_SET EXERCISE_
Quote the records word for word, starting with the line that has "like x=601 y=209." and stopping after the line that has "x=620 y=390".

_WORKING DATA_
>>>>

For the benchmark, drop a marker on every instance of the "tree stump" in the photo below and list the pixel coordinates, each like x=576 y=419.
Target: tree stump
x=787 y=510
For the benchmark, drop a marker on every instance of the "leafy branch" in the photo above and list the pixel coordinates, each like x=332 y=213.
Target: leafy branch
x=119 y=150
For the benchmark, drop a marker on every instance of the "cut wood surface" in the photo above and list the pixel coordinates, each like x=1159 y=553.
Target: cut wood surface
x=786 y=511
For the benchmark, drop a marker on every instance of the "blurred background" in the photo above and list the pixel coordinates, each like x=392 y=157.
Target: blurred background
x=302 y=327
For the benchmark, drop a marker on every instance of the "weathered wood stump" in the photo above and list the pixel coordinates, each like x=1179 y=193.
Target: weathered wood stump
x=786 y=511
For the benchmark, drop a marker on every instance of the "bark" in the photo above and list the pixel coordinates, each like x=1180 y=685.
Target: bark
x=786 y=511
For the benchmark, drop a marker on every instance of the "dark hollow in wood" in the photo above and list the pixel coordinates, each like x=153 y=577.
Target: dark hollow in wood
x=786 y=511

<<<<
>>>>

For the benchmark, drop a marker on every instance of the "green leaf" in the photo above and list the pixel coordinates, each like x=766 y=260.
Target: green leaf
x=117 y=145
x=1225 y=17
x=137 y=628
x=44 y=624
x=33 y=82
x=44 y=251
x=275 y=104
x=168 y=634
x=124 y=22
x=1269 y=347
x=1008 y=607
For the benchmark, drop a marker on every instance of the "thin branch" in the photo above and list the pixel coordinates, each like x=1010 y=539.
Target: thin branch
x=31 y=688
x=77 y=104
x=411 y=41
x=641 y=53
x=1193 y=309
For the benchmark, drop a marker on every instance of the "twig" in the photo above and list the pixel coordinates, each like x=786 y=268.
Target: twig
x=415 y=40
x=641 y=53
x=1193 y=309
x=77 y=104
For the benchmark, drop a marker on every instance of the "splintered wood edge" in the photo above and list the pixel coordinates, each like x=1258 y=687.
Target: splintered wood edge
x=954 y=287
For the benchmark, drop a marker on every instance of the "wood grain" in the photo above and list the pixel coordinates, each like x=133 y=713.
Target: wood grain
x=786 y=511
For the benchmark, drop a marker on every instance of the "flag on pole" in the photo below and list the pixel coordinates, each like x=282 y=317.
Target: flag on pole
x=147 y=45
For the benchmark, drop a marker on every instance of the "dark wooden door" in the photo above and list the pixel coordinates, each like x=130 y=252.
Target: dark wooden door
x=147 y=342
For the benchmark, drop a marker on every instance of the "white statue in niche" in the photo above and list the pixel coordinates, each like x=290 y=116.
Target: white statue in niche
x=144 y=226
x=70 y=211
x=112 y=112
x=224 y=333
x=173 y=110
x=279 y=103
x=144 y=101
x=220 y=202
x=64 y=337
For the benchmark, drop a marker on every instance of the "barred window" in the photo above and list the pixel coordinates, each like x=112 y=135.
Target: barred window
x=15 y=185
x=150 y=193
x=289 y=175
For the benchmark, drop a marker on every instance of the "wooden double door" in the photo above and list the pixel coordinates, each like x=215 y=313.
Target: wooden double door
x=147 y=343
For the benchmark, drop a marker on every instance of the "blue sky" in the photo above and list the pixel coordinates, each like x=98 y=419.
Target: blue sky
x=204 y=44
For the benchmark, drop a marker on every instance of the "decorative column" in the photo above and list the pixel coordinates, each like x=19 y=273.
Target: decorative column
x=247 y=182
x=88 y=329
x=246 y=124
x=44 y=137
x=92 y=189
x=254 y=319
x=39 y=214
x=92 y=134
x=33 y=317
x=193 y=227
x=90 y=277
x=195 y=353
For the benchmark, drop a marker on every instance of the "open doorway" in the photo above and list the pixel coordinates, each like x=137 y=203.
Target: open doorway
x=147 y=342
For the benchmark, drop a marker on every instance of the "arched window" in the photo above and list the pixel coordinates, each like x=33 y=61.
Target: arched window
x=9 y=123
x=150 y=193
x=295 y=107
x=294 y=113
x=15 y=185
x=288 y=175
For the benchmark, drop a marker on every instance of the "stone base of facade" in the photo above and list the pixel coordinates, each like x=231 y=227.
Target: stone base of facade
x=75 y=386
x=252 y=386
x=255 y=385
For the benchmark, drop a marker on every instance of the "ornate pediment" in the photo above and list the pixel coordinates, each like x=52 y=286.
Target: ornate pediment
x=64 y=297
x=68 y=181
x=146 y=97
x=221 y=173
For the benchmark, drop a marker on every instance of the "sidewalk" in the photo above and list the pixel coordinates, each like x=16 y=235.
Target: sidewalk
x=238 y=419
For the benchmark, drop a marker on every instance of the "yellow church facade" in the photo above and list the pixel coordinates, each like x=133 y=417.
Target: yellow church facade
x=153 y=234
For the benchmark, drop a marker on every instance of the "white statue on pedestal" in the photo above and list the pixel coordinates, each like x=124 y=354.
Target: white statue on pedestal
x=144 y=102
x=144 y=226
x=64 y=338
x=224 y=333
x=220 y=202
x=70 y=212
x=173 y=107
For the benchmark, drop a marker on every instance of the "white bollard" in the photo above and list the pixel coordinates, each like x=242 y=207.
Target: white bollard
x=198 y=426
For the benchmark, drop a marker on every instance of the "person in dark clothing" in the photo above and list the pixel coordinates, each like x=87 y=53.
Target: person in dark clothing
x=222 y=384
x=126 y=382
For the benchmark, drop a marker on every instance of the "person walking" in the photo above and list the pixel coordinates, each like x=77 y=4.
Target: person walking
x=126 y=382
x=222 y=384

<<<<
>>>>

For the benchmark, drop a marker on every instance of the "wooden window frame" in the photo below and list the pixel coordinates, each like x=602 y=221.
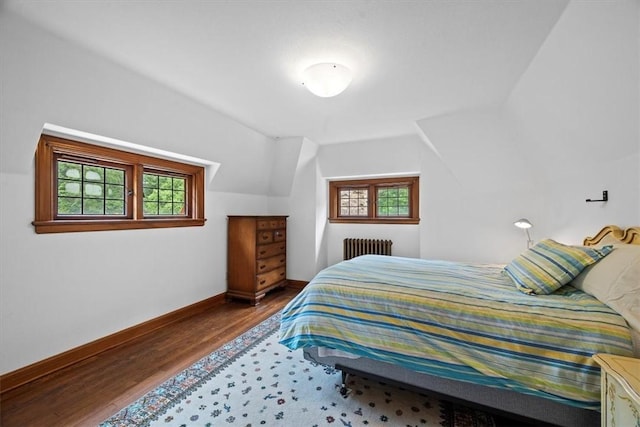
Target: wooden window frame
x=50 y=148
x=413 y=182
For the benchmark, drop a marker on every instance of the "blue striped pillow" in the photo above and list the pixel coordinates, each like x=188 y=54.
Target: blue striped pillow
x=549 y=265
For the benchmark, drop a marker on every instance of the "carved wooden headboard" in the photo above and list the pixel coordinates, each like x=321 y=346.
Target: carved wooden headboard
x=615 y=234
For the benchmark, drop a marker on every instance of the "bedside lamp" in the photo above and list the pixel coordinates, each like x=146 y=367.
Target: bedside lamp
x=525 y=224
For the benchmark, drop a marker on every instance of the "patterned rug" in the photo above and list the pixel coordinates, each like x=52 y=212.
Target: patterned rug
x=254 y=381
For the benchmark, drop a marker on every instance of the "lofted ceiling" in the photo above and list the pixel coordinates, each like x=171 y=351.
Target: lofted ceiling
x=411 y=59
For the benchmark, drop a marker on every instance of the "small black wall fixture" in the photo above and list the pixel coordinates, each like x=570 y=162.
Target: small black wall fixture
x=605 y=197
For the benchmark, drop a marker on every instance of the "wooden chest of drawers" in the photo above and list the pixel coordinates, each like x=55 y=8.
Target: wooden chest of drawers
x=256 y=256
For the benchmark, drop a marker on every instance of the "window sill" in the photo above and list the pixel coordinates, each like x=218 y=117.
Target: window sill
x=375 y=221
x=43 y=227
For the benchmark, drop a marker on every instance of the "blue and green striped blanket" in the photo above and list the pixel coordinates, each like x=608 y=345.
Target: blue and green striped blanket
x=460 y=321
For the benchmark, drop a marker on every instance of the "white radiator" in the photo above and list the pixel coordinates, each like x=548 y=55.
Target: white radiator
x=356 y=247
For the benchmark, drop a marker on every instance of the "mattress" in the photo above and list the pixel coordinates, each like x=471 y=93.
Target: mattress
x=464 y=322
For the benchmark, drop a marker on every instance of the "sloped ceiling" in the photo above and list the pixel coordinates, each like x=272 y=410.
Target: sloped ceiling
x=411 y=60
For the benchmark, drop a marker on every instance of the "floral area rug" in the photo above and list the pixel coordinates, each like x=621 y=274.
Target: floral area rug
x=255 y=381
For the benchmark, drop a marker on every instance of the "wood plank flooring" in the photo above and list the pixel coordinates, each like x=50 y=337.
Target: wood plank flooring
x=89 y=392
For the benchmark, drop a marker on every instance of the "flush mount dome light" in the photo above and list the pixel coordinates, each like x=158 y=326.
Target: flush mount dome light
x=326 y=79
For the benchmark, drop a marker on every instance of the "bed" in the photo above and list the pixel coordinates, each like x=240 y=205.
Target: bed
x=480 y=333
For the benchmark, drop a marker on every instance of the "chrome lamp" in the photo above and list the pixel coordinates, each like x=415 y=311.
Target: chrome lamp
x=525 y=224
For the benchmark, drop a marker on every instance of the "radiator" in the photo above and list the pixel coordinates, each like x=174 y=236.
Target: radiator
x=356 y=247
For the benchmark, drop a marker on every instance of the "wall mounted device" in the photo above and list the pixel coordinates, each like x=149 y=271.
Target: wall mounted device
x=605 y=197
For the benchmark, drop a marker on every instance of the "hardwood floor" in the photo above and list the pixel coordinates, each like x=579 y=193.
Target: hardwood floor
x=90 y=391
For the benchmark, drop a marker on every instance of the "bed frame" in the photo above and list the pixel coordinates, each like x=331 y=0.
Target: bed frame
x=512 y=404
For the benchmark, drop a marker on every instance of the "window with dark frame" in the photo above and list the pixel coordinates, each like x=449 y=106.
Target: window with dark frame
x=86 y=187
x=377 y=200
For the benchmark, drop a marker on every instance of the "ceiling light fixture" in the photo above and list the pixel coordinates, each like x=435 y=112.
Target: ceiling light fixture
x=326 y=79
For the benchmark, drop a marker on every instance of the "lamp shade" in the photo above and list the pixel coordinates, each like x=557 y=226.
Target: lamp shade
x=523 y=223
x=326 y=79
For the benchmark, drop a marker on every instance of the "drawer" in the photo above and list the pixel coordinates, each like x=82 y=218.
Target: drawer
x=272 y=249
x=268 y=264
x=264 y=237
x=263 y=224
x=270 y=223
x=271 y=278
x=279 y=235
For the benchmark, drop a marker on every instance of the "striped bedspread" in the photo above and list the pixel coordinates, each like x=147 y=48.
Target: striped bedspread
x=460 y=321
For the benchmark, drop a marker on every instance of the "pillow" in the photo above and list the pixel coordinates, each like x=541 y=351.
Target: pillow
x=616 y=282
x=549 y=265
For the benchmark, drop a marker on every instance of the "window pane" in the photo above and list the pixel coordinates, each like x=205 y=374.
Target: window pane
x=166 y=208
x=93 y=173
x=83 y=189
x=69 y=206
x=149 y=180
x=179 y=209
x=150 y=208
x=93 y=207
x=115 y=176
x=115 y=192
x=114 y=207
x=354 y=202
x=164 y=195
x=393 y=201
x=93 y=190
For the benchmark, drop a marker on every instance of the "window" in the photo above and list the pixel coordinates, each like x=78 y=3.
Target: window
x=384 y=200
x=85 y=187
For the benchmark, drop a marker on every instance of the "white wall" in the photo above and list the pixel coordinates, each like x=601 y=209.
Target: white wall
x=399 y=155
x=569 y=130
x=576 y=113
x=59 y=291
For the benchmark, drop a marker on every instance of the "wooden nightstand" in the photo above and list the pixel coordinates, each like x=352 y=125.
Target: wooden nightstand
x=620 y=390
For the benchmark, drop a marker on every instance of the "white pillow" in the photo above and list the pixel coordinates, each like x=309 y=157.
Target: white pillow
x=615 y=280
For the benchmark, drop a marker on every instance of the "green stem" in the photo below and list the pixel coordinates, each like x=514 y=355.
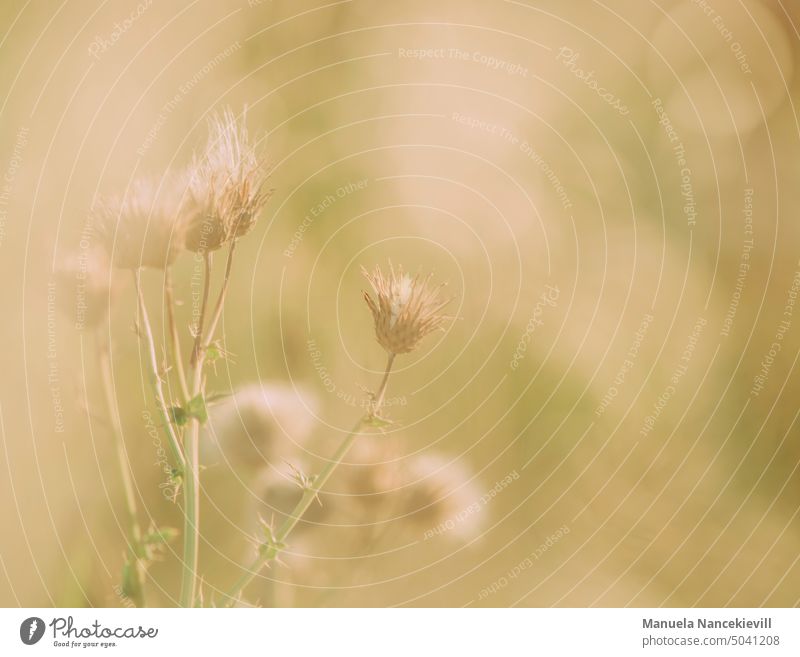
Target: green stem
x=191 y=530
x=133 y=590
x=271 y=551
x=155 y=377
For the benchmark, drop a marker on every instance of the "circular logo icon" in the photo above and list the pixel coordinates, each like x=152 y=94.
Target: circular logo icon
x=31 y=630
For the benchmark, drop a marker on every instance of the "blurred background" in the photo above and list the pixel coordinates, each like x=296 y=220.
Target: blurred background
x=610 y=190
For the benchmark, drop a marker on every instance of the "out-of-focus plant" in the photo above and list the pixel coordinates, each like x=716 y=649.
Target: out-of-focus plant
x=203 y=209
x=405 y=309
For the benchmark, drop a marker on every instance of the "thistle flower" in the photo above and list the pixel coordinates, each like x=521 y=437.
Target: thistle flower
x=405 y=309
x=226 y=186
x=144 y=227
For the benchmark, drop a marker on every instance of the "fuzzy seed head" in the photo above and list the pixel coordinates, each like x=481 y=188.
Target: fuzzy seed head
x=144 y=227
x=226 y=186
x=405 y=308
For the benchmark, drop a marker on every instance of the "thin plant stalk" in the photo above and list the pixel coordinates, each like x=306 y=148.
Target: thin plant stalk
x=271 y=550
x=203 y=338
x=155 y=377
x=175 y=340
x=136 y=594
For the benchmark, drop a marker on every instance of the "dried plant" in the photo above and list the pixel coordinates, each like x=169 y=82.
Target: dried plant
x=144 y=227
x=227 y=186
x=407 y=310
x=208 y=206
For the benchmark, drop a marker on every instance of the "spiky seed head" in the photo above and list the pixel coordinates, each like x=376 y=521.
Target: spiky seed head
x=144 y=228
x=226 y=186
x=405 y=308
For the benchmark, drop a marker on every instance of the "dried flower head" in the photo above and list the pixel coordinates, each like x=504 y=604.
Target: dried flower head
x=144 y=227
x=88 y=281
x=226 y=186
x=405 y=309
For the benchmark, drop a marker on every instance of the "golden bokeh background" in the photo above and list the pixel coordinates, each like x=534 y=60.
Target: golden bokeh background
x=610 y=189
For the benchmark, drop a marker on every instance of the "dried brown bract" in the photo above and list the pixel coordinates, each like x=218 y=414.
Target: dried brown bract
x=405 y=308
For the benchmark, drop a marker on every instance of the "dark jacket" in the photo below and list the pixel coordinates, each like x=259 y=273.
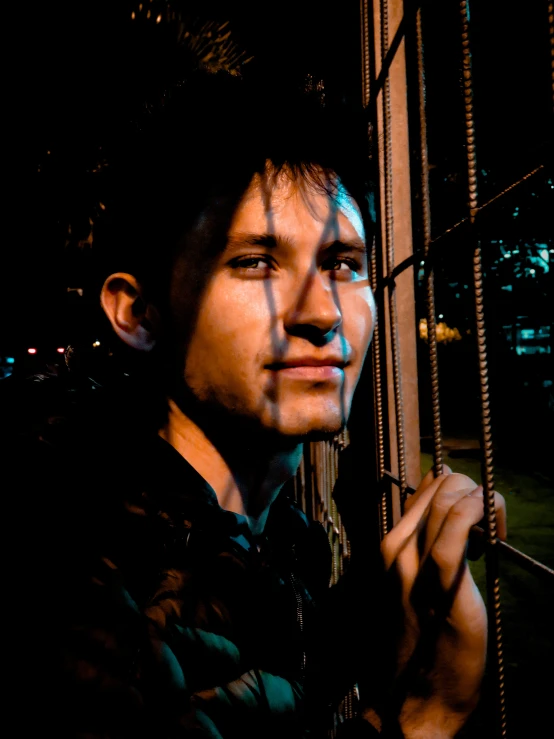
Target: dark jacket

<<<<

_ANSWER TO THE TASK_
For the benchmark, drop a marker on every instance of the "white wall" in the photo above and list the pixel coordinates, each like x=601 y=209.
Target: white wall
x=399 y=155
x=569 y=130
x=576 y=113
x=59 y=291
For the benchmark, drop a marker on every instance of the "wooden nightstand" in the photo above and list the pixel coordinates, each like x=352 y=125.
Target: wooden nightstand
x=620 y=390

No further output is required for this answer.